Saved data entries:
■ ■ ■ ■ ■
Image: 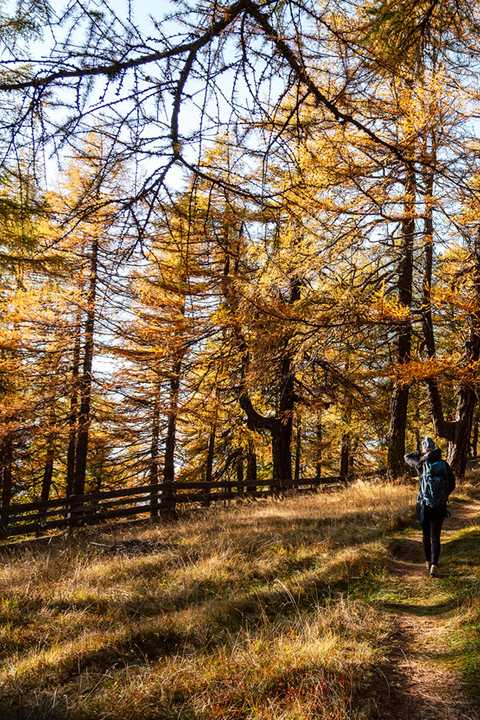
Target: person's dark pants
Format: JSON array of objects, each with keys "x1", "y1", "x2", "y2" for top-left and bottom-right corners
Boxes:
[{"x1": 420, "y1": 506, "x2": 445, "y2": 565}]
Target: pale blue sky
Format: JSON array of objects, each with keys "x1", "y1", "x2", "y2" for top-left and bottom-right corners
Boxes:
[{"x1": 1, "y1": 0, "x2": 268, "y2": 197}]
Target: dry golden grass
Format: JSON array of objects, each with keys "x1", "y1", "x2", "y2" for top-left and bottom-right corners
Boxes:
[{"x1": 0, "y1": 480, "x2": 414, "y2": 720}]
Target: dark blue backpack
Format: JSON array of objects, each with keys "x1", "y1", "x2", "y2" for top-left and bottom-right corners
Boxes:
[{"x1": 420, "y1": 460, "x2": 449, "y2": 510}]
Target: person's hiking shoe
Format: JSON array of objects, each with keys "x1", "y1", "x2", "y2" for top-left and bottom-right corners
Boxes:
[
  {"x1": 430, "y1": 564, "x2": 438, "y2": 577},
  {"x1": 425, "y1": 561, "x2": 431, "y2": 573}
]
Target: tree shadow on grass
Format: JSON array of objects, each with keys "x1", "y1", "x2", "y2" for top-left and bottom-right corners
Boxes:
[
  {"x1": 15, "y1": 507, "x2": 407, "y2": 619},
  {"x1": 389, "y1": 536, "x2": 423, "y2": 563},
  {"x1": 382, "y1": 598, "x2": 457, "y2": 616},
  {"x1": 1, "y1": 536, "x2": 385, "y2": 703},
  {"x1": 0, "y1": 505, "x2": 415, "y2": 719},
  {"x1": 194, "y1": 508, "x2": 413, "y2": 559},
  {"x1": 441, "y1": 527, "x2": 480, "y2": 566},
  {"x1": 0, "y1": 693, "x2": 70, "y2": 720}
]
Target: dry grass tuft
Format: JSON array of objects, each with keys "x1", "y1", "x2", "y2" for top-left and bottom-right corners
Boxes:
[{"x1": 0, "y1": 480, "x2": 413, "y2": 719}]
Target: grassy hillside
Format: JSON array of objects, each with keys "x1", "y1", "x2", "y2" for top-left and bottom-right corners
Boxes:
[{"x1": 0, "y1": 481, "x2": 414, "y2": 720}]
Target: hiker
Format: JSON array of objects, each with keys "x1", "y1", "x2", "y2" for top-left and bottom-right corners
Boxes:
[{"x1": 404, "y1": 437, "x2": 455, "y2": 577}]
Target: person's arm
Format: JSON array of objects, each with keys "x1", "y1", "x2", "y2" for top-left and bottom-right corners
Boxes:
[{"x1": 404, "y1": 452, "x2": 421, "y2": 470}]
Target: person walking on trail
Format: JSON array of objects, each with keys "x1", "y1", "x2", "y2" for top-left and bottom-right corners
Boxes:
[{"x1": 404, "y1": 437, "x2": 455, "y2": 577}]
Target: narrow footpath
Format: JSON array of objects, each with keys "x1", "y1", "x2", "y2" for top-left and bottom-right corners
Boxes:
[{"x1": 377, "y1": 499, "x2": 480, "y2": 720}]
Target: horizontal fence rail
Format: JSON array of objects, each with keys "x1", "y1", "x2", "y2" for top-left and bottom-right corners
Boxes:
[
  {"x1": 2, "y1": 455, "x2": 476, "y2": 541},
  {"x1": 0, "y1": 474, "x2": 353, "y2": 540}
]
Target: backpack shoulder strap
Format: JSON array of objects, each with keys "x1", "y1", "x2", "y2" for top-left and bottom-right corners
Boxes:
[{"x1": 420, "y1": 460, "x2": 430, "y2": 497}]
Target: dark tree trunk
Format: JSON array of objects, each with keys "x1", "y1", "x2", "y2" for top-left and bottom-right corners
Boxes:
[
  {"x1": 388, "y1": 164, "x2": 416, "y2": 477},
  {"x1": 349, "y1": 437, "x2": 358, "y2": 476},
  {"x1": 149, "y1": 378, "x2": 161, "y2": 520},
  {"x1": 294, "y1": 415, "x2": 301, "y2": 486},
  {"x1": 271, "y1": 421, "x2": 293, "y2": 491},
  {"x1": 240, "y1": 368, "x2": 294, "y2": 492},
  {"x1": 246, "y1": 437, "x2": 257, "y2": 494},
  {"x1": 204, "y1": 428, "x2": 216, "y2": 506},
  {"x1": 41, "y1": 441, "x2": 55, "y2": 504},
  {"x1": 74, "y1": 237, "x2": 98, "y2": 500},
  {"x1": 340, "y1": 395, "x2": 353, "y2": 481},
  {"x1": 40, "y1": 414, "x2": 56, "y2": 524},
  {"x1": 239, "y1": 363, "x2": 295, "y2": 491},
  {"x1": 340, "y1": 432, "x2": 351, "y2": 481},
  {"x1": 66, "y1": 301, "x2": 82, "y2": 498},
  {"x1": 92, "y1": 457, "x2": 104, "y2": 494},
  {"x1": 449, "y1": 387, "x2": 477, "y2": 478},
  {"x1": 0, "y1": 436, "x2": 13, "y2": 536},
  {"x1": 421, "y1": 137, "x2": 456, "y2": 444},
  {"x1": 315, "y1": 414, "x2": 322, "y2": 481},
  {"x1": 236, "y1": 456, "x2": 244, "y2": 496},
  {"x1": 471, "y1": 412, "x2": 479, "y2": 458},
  {"x1": 226, "y1": 223, "x2": 297, "y2": 492},
  {"x1": 388, "y1": 386, "x2": 410, "y2": 476},
  {"x1": 271, "y1": 281, "x2": 301, "y2": 490},
  {"x1": 162, "y1": 359, "x2": 181, "y2": 516}
]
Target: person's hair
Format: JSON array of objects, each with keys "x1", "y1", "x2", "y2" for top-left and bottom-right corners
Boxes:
[{"x1": 422, "y1": 436, "x2": 436, "y2": 453}]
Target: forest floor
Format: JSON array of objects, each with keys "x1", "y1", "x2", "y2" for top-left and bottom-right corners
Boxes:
[{"x1": 1, "y1": 480, "x2": 480, "y2": 720}]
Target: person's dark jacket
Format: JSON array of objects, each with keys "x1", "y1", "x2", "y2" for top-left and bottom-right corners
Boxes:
[{"x1": 404, "y1": 448, "x2": 456, "y2": 519}]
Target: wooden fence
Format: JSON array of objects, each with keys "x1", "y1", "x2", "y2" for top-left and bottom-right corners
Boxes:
[{"x1": 0, "y1": 475, "x2": 346, "y2": 540}]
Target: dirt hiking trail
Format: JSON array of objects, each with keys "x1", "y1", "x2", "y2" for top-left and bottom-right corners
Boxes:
[{"x1": 377, "y1": 499, "x2": 480, "y2": 720}]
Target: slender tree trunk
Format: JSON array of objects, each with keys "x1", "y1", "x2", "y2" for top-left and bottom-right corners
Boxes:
[
  {"x1": 388, "y1": 387, "x2": 410, "y2": 475},
  {"x1": 420, "y1": 135, "x2": 456, "y2": 443},
  {"x1": 340, "y1": 432, "x2": 351, "y2": 480},
  {"x1": 270, "y1": 280, "x2": 301, "y2": 491},
  {"x1": 236, "y1": 456, "x2": 244, "y2": 496},
  {"x1": 349, "y1": 437, "x2": 358, "y2": 477},
  {"x1": 40, "y1": 410, "x2": 56, "y2": 524},
  {"x1": 205, "y1": 425, "x2": 216, "y2": 507},
  {"x1": 204, "y1": 427, "x2": 216, "y2": 506},
  {"x1": 340, "y1": 394, "x2": 352, "y2": 481},
  {"x1": 449, "y1": 388, "x2": 477, "y2": 477},
  {"x1": 315, "y1": 414, "x2": 322, "y2": 481},
  {"x1": 66, "y1": 302, "x2": 82, "y2": 498},
  {"x1": 162, "y1": 359, "x2": 181, "y2": 517},
  {"x1": 471, "y1": 412, "x2": 479, "y2": 458},
  {"x1": 73, "y1": 236, "x2": 99, "y2": 523},
  {"x1": 246, "y1": 437, "x2": 257, "y2": 495},
  {"x1": 388, "y1": 163, "x2": 416, "y2": 477},
  {"x1": 0, "y1": 436, "x2": 13, "y2": 536},
  {"x1": 294, "y1": 415, "x2": 301, "y2": 486},
  {"x1": 92, "y1": 456, "x2": 104, "y2": 494},
  {"x1": 149, "y1": 378, "x2": 161, "y2": 520}
]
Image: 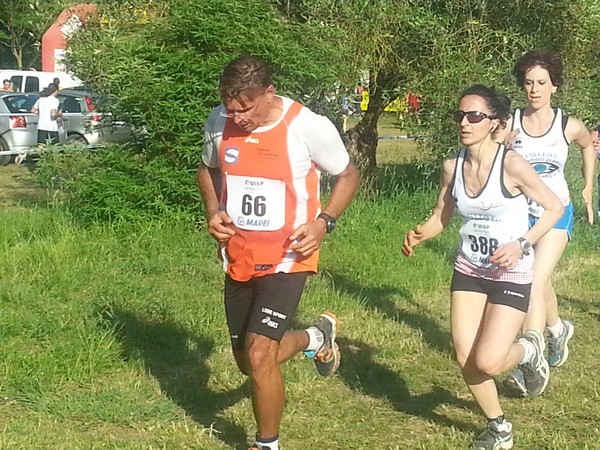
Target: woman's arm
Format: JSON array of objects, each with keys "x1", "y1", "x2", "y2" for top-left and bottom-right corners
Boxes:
[
  {"x1": 567, "y1": 117, "x2": 595, "y2": 224},
  {"x1": 402, "y1": 156, "x2": 456, "y2": 256},
  {"x1": 489, "y1": 152, "x2": 563, "y2": 268}
]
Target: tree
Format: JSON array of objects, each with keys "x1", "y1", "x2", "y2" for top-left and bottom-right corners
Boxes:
[
  {"x1": 0, "y1": 0, "x2": 70, "y2": 68},
  {"x1": 279, "y1": 0, "x2": 600, "y2": 173},
  {"x1": 54, "y1": 0, "x2": 350, "y2": 221}
]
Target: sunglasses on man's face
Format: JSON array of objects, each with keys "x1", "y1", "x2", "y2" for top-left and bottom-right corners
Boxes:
[{"x1": 452, "y1": 110, "x2": 495, "y2": 124}]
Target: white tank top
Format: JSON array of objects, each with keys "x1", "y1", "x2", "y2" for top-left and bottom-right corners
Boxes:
[
  {"x1": 452, "y1": 146, "x2": 533, "y2": 284},
  {"x1": 511, "y1": 108, "x2": 570, "y2": 217}
]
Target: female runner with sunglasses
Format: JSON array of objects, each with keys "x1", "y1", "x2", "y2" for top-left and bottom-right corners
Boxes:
[
  {"x1": 501, "y1": 50, "x2": 596, "y2": 398},
  {"x1": 403, "y1": 85, "x2": 563, "y2": 449}
]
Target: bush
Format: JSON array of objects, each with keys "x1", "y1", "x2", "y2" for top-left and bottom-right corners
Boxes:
[{"x1": 35, "y1": 146, "x2": 200, "y2": 223}]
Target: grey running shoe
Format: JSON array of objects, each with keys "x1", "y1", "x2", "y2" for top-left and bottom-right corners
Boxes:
[
  {"x1": 519, "y1": 329, "x2": 550, "y2": 397},
  {"x1": 547, "y1": 320, "x2": 574, "y2": 368},
  {"x1": 312, "y1": 311, "x2": 340, "y2": 377},
  {"x1": 473, "y1": 418, "x2": 513, "y2": 450},
  {"x1": 502, "y1": 367, "x2": 527, "y2": 398}
]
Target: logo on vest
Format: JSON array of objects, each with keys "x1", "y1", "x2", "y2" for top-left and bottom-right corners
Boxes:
[
  {"x1": 224, "y1": 148, "x2": 239, "y2": 164},
  {"x1": 236, "y1": 217, "x2": 271, "y2": 227},
  {"x1": 532, "y1": 161, "x2": 559, "y2": 175},
  {"x1": 245, "y1": 136, "x2": 259, "y2": 144}
]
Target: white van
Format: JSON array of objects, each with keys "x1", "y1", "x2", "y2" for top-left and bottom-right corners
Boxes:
[{"x1": 0, "y1": 70, "x2": 82, "y2": 93}]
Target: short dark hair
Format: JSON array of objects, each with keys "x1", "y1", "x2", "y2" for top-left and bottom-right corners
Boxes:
[
  {"x1": 513, "y1": 50, "x2": 564, "y2": 88},
  {"x1": 461, "y1": 84, "x2": 512, "y2": 126},
  {"x1": 219, "y1": 55, "x2": 273, "y2": 100},
  {"x1": 41, "y1": 83, "x2": 59, "y2": 97},
  {"x1": 2, "y1": 79, "x2": 9, "y2": 83}
]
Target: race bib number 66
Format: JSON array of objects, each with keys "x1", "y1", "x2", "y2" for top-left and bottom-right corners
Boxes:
[{"x1": 226, "y1": 174, "x2": 286, "y2": 231}]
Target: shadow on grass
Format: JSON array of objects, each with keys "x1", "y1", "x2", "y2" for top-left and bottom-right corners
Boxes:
[
  {"x1": 326, "y1": 271, "x2": 453, "y2": 355},
  {"x1": 337, "y1": 337, "x2": 477, "y2": 432},
  {"x1": 556, "y1": 295, "x2": 600, "y2": 322},
  {"x1": 101, "y1": 307, "x2": 249, "y2": 449}
]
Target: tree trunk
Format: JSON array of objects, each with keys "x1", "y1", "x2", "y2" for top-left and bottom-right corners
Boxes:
[
  {"x1": 345, "y1": 82, "x2": 386, "y2": 175},
  {"x1": 11, "y1": 47, "x2": 23, "y2": 69}
]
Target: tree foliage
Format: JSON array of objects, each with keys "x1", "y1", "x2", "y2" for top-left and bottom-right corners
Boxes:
[
  {"x1": 279, "y1": 0, "x2": 600, "y2": 172},
  {"x1": 67, "y1": 0, "x2": 349, "y2": 167},
  {"x1": 48, "y1": 0, "x2": 600, "y2": 222},
  {"x1": 54, "y1": 0, "x2": 349, "y2": 221},
  {"x1": 0, "y1": 0, "x2": 71, "y2": 68}
]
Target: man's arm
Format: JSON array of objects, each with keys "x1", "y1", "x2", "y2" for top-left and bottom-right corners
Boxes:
[
  {"x1": 196, "y1": 163, "x2": 234, "y2": 243},
  {"x1": 319, "y1": 162, "x2": 360, "y2": 219},
  {"x1": 289, "y1": 161, "x2": 360, "y2": 256}
]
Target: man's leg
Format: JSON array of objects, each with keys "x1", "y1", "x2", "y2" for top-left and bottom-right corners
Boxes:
[{"x1": 238, "y1": 273, "x2": 309, "y2": 450}]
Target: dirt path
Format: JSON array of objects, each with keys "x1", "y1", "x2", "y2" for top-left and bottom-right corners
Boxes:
[{"x1": 0, "y1": 163, "x2": 48, "y2": 206}]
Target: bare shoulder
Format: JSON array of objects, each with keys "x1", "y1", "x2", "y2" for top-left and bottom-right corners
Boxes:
[
  {"x1": 565, "y1": 115, "x2": 588, "y2": 142},
  {"x1": 503, "y1": 149, "x2": 533, "y2": 177},
  {"x1": 439, "y1": 151, "x2": 460, "y2": 184}
]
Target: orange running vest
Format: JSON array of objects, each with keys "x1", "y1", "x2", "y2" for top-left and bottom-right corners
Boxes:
[{"x1": 218, "y1": 101, "x2": 321, "y2": 282}]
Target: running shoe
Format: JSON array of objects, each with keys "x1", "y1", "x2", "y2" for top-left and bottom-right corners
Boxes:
[
  {"x1": 519, "y1": 329, "x2": 550, "y2": 397},
  {"x1": 311, "y1": 311, "x2": 340, "y2": 377},
  {"x1": 547, "y1": 320, "x2": 574, "y2": 368},
  {"x1": 502, "y1": 367, "x2": 527, "y2": 398},
  {"x1": 473, "y1": 418, "x2": 513, "y2": 450}
]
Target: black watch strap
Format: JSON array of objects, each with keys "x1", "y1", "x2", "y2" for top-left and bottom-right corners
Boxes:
[{"x1": 317, "y1": 212, "x2": 336, "y2": 233}]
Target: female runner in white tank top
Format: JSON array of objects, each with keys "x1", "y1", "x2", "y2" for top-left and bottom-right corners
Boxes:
[
  {"x1": 403, "y1": 85, "x2": 563, "y2": 449},
  {"x1": 500, "y1": 51, "x2": 596, "y2": 396}
]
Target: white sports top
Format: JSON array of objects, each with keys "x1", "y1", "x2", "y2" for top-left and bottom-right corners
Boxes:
[
  {"x1": 511, "y1": 108, "x2": 570, "y2": 217},
  {"x1": 33, "y1": 95, "x2": 60, "y2": 132},
  {"x1": 452, "y1": 146, "x2": 533, "y2": 284}
]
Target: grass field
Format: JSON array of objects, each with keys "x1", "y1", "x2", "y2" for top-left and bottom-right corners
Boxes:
[{"x1": 0, "y1": 127, "x2": 598, "y2": 449}]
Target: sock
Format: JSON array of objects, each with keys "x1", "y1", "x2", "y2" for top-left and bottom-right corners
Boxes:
[
  {"x1": 256, "y1": 434, "x2": 279, "y2": 450},
  {"x1": 487, "y1": 414, "x2": 505, "y2": 424},
  {"x1": 547, "y1": 320, "x2": 564, "y2": 338},
  {"x1": 518, "y1": 337, "x2": 535, "y2": 364},
  {"x1": 304, "y1": 326, "x2": 324, "y2": 356}
]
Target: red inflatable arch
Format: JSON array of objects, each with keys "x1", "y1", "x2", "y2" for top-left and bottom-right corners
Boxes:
[{"x1": 41, "y1": 3, "x2": 97, "y2": 72}]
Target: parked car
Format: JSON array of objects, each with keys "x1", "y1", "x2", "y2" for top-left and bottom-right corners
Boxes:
[
  {"x1": 0, "y1": 89, "x2": 137, "y2": 165},
  {"x1": 57, "y1": 88, "x2": 138, "y2": 146},
  {"x1": 0, "y1": 92, "x2": 65, "y2": 165}
]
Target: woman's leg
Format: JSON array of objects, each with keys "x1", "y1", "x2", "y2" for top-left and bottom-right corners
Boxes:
[
  {"x1": 452, "y1": 291, "x2": 525, "y2": 418},
  {"x1": 523, "y1": 228, "x2": 568, "y2": 333}
]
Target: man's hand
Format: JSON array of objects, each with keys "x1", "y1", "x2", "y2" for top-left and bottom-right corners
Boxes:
[
  {"x1": 207, "y1": 211, "x2": 235, "y2": 243},
  {"x1": 288, "y1": 220, "x2": 327, "y2": 257}
]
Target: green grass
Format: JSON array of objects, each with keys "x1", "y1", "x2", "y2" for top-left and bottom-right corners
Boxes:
[{"x1": 0, "y1": 139, "x2": 599, "y2": 449}]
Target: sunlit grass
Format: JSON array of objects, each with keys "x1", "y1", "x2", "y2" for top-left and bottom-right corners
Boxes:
[{"x1": 0, "y1": 127, "x2": 598, "y2": 449}]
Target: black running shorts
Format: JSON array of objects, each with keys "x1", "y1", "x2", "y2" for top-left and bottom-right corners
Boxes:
[
  {"x1": 224, "y1": 272, "x2": 308, "y2": 350},
  {"x1": 450, "y1": 270, "x2": 531, "y2": 313},
  {"x1": 37, "y1": 130, "x2": 59, "y2": 145}
]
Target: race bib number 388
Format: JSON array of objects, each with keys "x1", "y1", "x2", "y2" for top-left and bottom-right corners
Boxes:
[{"x1": 226, "y1": 174, "x2": 286, "y2": 231}]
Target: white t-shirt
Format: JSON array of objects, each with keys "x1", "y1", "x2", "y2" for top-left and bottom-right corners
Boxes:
[
  {"x1": 202, "y1": 96, "x2": 350, "y2": 176},
  {"x1": 33, "y1": 95, "x2": 60, "y2": 132}
]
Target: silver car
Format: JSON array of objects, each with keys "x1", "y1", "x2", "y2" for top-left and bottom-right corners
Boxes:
[
  {"x1": 0, "y1": 92, "x2": 65, "y2": 165},
  {"x1": 0, "y1": 89, "x2": 137, "y2": 165},
  {"x1": 57, "y1": 89, "x2": 138, "y2": 146}
]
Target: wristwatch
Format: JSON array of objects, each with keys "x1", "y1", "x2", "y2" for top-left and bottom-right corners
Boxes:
[
  {"x1": 517, "y1": 237, "x2": 532, "y2": 256},
  {"x1": 317, "y1": 212, "x2": 336, "y2": 233}
]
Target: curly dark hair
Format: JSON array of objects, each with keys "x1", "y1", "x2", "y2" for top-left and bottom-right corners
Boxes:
[
  {"x1": 219, "y1": 55, "x2": 273, "y2": 100},
  {"x1": 513, "y1": 50, "x2": 564, "y2": 88},
  {"x1": 460, "y1": 84, "x2": 512, "y2": 127}
]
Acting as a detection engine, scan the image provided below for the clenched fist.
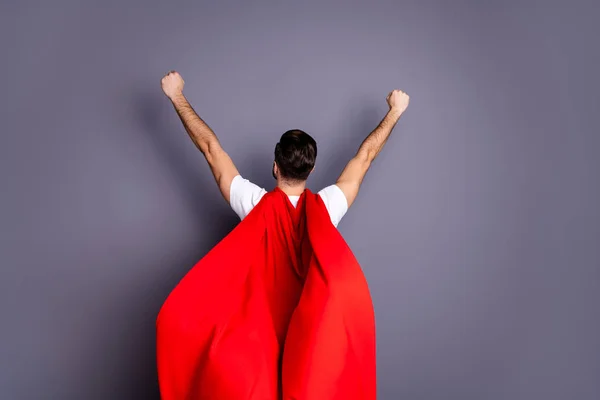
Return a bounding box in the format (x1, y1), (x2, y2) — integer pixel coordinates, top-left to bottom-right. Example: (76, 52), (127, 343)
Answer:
(161, 71), (185, 100)
(386, 89), (410, 114)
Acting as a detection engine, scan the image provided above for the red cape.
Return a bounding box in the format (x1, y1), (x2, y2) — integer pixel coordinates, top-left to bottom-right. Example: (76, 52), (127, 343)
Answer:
(156, 188), (376, 399)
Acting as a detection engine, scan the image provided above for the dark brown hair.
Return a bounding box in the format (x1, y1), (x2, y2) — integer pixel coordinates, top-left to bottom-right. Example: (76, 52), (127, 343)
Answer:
(274, 129), (317, 182)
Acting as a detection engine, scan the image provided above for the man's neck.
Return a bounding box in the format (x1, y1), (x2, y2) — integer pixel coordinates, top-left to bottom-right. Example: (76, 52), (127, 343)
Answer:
(277, 179), (306, 196)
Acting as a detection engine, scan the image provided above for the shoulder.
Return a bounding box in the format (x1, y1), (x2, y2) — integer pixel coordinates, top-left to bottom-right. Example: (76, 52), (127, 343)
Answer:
(317, 184), (348, 227)
(229, 175), (267, 220)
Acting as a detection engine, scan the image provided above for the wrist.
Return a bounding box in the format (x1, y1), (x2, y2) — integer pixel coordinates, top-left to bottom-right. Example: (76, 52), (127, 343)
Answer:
(388, 107), (403, 119)
(169, 92), (185, 103)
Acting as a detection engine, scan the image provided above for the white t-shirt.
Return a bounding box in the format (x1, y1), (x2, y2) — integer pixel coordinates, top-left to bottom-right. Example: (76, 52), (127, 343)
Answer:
(229, 175), (348, 227)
■ ■ ■ ■ ■
PROBLEM DESCRIPTION
Please find the lines in the data that contain the word "Acting" and copy them.

SOLUTION FOR THIS PROBLEM
Acting as a detection engine, scan the image provided below for the clenched fist.
Acting as a detection engine, scan the image provided above for the red cape.
Acting as a detection engine, scan the image provided above for the dark brown hair.
Acting as a detection engine, scan the image provided above for the man's neck.
Acting as a detection engine, scan the image provided above for the shoulder.
Acting as a detection engine, scan the image provided above for the wrist.
Acting as a detection engine, scan the image provided above for the white t-shirt.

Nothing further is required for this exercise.